-- START OF ENTRIES SHOWN --

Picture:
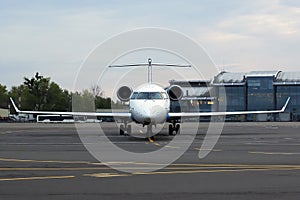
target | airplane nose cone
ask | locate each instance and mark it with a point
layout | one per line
(147, 120)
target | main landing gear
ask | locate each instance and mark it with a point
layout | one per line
(125, 129)
(174, 129)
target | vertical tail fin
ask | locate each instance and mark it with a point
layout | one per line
(14, 105)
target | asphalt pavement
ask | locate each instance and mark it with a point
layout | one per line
(53, 161)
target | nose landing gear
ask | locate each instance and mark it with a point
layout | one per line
(174, 129)
(125, 129)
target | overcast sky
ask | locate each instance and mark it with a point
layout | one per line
(54, 37)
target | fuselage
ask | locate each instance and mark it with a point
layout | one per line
(149, 104)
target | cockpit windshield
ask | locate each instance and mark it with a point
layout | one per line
(149, 95)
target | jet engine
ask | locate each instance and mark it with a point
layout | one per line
(175, 92)
(124, 93)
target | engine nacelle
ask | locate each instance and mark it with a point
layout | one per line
(175, 92)
(124, 93)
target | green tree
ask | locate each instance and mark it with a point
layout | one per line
(57, 98)
(3, 96)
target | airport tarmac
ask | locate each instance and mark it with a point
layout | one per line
(249, 161)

-- END OF ENTRIES SHOWN --

### WORK INSTRUCTIONS:
Could you copy the listing from the line with "target | airport tarmac" up to and including its final line, substituting "dot" for "point" and changing nothing else?

### WRITTEN RESPONSE:
target | airport tarmac
ask | locate each instance and mark it with a dot
layout | one per line
(249, 161)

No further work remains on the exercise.